** Instructions for the task **
Exactly reproduce the lines beginning with the line that includes "# test: identify the distant rooftop" and ending with the last line of the data.

** Information provided **
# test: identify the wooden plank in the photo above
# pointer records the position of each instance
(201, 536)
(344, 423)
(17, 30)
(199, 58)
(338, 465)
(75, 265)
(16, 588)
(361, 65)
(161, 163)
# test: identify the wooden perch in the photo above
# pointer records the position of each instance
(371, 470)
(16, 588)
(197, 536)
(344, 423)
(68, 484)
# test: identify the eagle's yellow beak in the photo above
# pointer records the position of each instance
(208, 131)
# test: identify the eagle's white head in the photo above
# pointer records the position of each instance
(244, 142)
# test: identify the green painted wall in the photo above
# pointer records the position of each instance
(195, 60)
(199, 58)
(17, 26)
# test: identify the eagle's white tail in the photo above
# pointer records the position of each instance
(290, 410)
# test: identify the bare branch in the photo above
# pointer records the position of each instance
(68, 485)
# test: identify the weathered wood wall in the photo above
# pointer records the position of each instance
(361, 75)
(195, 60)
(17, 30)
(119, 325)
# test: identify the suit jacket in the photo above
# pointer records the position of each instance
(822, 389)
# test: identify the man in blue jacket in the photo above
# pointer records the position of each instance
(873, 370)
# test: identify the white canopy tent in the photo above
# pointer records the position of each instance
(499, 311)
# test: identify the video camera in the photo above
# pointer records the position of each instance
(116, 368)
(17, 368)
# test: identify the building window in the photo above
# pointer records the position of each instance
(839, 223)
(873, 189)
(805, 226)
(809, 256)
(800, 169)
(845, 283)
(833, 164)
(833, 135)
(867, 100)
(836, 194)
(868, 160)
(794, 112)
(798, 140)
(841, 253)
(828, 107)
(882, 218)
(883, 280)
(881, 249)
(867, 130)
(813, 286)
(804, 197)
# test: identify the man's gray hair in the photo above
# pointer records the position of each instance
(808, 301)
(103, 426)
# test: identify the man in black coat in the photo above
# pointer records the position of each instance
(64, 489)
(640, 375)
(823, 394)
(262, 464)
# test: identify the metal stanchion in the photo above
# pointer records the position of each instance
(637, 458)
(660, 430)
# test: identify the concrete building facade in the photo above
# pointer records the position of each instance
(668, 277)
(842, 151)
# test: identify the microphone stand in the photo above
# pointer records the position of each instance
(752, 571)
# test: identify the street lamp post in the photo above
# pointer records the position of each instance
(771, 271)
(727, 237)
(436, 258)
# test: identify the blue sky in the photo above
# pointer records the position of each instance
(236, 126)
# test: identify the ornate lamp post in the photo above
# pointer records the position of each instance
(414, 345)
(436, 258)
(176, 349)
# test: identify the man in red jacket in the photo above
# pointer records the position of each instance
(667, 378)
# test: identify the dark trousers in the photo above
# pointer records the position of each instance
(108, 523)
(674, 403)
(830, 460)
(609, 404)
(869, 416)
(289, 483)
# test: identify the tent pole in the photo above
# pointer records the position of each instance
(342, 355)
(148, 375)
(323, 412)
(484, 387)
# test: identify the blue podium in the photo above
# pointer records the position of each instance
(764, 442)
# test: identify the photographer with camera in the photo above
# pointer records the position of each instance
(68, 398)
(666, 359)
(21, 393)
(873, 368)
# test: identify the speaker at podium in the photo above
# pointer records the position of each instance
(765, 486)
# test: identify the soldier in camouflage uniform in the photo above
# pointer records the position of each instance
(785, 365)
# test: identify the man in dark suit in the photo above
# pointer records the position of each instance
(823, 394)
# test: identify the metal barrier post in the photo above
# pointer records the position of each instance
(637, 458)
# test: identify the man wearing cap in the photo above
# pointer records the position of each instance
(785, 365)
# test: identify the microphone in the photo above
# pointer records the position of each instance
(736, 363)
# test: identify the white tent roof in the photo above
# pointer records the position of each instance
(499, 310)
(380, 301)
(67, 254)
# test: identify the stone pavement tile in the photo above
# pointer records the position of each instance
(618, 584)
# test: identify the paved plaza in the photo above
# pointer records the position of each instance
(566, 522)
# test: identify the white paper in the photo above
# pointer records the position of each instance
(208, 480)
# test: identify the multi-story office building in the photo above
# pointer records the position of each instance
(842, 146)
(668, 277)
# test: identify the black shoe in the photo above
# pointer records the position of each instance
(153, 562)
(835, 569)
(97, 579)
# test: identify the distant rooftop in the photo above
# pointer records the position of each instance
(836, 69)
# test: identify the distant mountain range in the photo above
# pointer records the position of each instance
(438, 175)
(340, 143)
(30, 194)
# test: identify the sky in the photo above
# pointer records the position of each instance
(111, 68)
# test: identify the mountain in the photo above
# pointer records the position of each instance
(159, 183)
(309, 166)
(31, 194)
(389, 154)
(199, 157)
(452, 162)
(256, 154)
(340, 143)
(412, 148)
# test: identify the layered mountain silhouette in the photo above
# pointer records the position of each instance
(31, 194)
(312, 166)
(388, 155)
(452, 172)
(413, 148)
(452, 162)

** Task answer **
# test: identify the distant rooftop in the photo above
# pointer records the position of each instance
(836, 69)
# test: identify the distant mountain range in the photo above
# pointer records the position of each instance
(438, 175)
(340, 143)
(30, 194)
# test: identify the sky in the photo above
# pointer records the position of each instance
(111, 68)
# test: identify the mountain in the photo above
# pointer records the position of each instance
(159, 183)
(309, 166)
(31, 194)
(389, 154)
(199, 157)
(452, 162)
(256, 154)
(340, 143)
(412, 148)
# test: identify the layered mountain silhouette in the photo above
# pointer records the position of each instance
(31, 194)
(312, 166)
(388, 155)
(452, 172)
(413, 148)
(452, 162)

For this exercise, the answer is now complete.